Output the following entries without any changes, starting with the line containing "tag the woman's face, one point per instance." and continuing through the end of the entries, with both ends included.

- [MATERIAL]:
***

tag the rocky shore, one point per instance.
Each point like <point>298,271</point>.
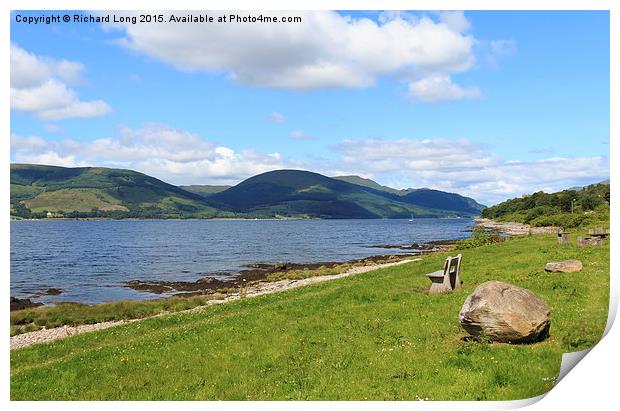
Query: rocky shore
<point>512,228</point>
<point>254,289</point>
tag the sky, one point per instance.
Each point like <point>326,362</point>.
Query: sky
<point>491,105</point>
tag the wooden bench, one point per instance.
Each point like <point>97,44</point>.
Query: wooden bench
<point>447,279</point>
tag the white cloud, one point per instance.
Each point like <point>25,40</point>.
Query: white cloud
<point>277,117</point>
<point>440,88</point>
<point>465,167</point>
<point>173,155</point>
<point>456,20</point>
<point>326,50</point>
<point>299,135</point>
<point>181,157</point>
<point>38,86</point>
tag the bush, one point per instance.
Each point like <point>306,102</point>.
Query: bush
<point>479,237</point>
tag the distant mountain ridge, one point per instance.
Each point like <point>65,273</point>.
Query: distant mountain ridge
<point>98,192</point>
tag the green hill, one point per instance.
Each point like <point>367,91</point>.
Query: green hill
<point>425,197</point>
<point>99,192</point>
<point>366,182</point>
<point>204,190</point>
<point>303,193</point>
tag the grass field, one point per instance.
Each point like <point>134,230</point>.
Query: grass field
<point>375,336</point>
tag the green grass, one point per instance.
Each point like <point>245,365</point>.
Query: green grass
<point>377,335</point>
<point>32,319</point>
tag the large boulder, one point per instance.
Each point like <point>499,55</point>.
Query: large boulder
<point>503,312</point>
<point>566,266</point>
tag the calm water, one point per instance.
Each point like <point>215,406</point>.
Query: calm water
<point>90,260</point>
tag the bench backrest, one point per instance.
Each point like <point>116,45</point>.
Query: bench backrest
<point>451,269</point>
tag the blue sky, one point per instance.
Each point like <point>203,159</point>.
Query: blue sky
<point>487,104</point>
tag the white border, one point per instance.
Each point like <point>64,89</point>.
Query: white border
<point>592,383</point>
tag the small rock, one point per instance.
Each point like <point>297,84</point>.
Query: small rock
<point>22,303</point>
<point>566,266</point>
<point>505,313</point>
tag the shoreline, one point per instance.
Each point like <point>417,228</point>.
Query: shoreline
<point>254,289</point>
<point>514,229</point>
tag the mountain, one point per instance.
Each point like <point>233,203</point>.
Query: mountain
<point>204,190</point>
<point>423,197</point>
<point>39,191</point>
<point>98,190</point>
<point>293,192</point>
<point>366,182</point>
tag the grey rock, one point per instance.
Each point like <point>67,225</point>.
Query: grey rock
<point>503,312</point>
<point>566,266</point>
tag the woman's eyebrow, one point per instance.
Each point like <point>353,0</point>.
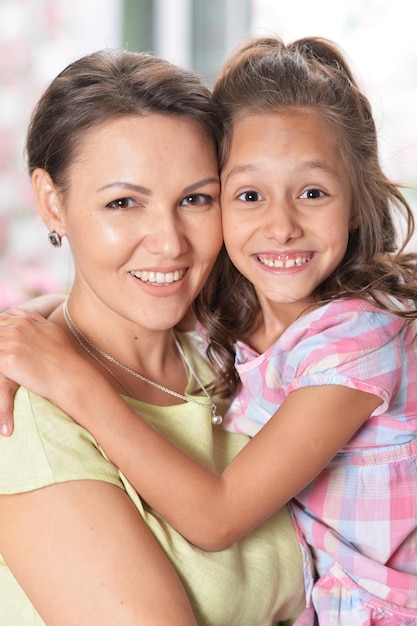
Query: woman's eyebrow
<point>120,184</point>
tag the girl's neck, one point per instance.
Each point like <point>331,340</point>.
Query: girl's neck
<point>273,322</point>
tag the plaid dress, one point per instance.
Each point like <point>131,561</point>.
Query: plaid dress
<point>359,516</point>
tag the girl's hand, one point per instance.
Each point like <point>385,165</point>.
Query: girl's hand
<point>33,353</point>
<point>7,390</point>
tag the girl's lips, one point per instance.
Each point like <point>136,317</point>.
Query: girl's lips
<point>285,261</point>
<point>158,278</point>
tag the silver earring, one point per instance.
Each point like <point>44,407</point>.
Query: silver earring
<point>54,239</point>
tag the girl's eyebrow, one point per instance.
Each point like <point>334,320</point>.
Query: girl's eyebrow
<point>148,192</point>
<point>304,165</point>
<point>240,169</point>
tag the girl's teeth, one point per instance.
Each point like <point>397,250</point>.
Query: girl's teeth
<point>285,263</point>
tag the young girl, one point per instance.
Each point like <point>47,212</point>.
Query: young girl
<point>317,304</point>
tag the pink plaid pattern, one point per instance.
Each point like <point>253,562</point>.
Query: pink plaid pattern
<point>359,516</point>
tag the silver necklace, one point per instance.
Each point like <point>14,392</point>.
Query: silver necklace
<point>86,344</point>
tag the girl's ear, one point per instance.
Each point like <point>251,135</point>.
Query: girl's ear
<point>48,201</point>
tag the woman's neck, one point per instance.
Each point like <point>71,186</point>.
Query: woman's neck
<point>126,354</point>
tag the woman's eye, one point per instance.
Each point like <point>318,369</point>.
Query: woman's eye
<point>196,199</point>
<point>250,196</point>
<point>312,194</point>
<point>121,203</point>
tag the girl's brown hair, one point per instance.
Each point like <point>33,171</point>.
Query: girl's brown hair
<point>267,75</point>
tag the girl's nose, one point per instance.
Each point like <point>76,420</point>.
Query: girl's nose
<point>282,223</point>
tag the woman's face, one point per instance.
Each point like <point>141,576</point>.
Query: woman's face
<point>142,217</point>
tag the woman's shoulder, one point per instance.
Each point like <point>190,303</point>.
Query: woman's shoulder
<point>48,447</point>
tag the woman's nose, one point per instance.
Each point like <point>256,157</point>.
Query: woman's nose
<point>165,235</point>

***

- [WORKED SOLUTION]:
tag the woman's face, one point per instance.
Each point like <point>141,576</point>.
Query: woman's face
<point>142,217</point>
tag the woman's shoulder, one point per instance.
Each point like <point>190,303</point>.
Query: woman's shoulder
<point>48,447</point>
tag the woman's nose, one point per instance.
Each point like <point>256,157</point>.
Query: woman's nose
<point>165,235</point>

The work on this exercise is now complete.